> Directions
Copy the listing below line for line, starting at its first line and ending with the line that has "Mark every instance of the woman's" in it. Add nothing.

> Material for the task
::::

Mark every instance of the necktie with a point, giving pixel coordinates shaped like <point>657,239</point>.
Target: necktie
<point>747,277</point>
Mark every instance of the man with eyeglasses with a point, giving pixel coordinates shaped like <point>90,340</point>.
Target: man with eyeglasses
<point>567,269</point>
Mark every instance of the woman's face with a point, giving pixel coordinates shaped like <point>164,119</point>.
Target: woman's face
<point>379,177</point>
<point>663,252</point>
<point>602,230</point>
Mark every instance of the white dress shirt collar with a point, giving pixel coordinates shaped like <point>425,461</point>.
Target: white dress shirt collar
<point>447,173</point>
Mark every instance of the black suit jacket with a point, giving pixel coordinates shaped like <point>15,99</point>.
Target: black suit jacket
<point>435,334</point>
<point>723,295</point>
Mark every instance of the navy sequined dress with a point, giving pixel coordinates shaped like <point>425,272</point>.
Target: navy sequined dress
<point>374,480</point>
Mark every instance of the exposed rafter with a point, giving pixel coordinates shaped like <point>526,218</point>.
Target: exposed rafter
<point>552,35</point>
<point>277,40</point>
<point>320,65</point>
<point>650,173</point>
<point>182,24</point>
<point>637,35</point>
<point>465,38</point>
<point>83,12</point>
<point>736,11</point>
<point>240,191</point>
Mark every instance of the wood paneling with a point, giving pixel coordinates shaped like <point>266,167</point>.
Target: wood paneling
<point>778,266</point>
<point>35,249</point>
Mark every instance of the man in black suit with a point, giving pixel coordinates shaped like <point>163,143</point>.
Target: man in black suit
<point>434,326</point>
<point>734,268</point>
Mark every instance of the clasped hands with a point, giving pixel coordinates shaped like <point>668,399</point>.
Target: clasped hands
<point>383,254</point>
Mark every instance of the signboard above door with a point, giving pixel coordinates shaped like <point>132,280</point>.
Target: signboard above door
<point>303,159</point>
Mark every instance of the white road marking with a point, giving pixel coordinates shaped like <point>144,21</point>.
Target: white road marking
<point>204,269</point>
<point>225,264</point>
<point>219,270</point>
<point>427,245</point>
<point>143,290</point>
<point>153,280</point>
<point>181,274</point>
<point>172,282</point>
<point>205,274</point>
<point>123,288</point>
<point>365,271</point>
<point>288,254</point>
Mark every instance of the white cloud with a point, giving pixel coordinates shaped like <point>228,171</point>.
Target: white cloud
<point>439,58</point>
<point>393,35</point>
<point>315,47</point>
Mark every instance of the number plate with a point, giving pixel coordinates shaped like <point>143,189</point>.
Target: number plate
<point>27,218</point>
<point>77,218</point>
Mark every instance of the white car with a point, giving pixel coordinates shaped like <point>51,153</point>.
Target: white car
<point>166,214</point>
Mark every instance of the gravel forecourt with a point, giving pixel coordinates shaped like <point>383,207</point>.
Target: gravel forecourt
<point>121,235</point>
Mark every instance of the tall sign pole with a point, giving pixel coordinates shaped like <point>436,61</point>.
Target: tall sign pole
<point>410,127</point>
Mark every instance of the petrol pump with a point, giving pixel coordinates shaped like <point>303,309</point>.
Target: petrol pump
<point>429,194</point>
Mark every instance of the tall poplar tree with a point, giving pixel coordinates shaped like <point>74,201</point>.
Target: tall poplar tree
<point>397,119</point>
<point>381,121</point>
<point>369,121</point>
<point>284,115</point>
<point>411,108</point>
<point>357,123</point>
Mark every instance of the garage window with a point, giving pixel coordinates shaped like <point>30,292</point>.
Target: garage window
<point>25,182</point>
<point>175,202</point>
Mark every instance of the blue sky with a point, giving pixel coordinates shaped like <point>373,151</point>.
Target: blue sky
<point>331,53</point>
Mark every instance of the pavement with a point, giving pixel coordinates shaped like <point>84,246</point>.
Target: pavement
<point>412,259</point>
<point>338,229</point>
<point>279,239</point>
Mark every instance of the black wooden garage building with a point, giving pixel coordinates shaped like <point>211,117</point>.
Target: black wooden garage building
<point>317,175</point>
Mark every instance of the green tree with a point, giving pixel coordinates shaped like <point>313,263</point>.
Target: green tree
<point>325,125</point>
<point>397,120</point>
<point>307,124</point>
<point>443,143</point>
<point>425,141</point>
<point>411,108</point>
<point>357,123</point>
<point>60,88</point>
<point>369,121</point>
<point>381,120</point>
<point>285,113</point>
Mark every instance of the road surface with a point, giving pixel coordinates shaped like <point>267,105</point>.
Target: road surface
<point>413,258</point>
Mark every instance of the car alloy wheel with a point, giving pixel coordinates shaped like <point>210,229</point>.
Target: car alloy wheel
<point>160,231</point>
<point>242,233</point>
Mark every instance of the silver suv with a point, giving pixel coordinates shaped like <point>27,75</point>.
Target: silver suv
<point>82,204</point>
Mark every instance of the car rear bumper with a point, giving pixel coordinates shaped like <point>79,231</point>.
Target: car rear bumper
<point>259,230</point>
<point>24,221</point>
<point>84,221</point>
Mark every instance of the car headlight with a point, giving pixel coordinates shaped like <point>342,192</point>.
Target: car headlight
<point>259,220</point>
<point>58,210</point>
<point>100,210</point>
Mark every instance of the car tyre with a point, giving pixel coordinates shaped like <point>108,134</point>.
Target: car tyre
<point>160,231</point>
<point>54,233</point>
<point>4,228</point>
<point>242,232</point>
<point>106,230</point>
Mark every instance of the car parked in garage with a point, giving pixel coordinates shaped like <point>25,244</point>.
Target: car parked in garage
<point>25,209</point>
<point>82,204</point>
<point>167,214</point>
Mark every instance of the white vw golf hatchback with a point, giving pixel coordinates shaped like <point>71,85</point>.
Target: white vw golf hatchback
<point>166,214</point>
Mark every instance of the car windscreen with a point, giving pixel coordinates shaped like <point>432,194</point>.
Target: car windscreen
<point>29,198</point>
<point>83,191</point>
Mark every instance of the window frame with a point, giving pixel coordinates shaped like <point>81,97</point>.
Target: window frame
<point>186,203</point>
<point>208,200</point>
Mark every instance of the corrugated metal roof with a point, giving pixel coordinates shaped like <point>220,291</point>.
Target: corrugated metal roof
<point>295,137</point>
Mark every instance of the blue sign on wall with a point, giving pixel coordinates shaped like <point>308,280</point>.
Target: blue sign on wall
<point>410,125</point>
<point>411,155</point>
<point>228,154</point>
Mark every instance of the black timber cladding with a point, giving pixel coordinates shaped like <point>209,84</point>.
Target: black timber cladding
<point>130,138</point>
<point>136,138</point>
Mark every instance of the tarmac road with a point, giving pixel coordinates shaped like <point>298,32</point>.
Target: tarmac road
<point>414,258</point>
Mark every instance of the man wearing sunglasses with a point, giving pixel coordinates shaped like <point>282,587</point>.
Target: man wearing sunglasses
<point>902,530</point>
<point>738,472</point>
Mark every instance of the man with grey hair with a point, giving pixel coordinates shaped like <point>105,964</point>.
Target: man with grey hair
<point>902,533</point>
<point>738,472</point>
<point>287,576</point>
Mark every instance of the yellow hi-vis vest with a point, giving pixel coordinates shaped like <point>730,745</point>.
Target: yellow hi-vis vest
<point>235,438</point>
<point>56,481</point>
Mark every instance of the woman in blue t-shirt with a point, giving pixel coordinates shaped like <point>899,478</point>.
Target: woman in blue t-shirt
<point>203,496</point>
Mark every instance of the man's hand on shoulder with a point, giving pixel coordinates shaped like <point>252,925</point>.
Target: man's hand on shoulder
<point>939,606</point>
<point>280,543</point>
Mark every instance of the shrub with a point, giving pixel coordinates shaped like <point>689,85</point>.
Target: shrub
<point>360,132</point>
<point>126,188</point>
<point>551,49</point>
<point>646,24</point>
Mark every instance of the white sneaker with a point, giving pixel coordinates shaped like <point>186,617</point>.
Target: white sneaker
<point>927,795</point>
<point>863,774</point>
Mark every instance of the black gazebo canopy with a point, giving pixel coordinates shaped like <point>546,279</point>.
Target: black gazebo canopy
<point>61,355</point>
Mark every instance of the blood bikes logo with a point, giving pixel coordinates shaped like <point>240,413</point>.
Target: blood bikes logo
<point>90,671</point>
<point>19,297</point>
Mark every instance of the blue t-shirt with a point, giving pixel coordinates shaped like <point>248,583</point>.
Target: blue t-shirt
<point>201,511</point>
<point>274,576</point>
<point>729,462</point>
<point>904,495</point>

::::

> Reply to the task
Mark every instance of the necktie with a point, giving pixel coordinates shaped like <point>657,239</point>.
Target: necktie
<point>747,277</point>
Mark every instance of the man with eyeglasses with a point, giving pixel coordinates shaped like <point>90,340</point>.
Target: man with eyeglasses
<point>567,269</point>
Mark every instance of the woman's face with a point, giving pixel coordinates shaped like <point>164,119</point>.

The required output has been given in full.